◆ The problem ◆
Type the records that follow again exactly as written, but drop the pictures.

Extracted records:

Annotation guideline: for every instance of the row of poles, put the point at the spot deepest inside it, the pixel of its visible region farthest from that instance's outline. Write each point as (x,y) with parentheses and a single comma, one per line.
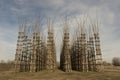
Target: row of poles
(82,54)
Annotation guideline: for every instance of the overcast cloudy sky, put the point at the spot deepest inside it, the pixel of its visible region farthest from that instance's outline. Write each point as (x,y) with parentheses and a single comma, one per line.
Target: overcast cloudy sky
(107,10)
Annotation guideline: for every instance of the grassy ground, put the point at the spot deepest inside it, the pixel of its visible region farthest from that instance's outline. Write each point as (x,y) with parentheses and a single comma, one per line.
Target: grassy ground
(60,75)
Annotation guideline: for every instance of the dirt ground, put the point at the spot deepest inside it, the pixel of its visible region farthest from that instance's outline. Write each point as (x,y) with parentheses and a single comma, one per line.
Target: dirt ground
(60,75)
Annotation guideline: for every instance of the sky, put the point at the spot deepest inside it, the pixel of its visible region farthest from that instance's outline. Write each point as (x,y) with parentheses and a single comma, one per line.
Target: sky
(108,12)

◆ Reply to the exercise ◆
Annotation guideline: for every instance of the row of poles, put the point at the spot deepest inside it, the pixel of its visible region farthest from that instance's outline. Write each point as (x,y) with parentheses and a single comma, one per line.
Target: row of poles
(82,54)
Annotation guideline: for every instance of the overcast cloudy sky, put the point at the spot deepest inside it, the pixel of its visible region farthest from that instance's outline. Write each point as (x,y) with parentheses and a single comma, one per line.
Target: overcast cloudy sky
(107,10)
Annotation guideline: for every instance of the grassy ground, put the point at the spot deepest inside it, the pixel of its visible region farthest from that instance's outline. Write each point as (x,y) with parentheses and a single comma, one per line.
Target: grassy ground
(60,75)
Annotation guideline: for every instance of the dirt ground, put the point at the spot deepest inside it, the pixel of its visible region farthest from that instance's outline. Write each point as (x,y) with parentheses and a single comma, one per line.
Target: dirt ground
(60,75)
Annotation guideline: for every instance of the sky, put the point at the spot deepest inside it, the pixel of its visible region farthest from that instance's outline. Write each point as (x,y) with parentheses and a single comma, one per line.
Target: sky
(108,12)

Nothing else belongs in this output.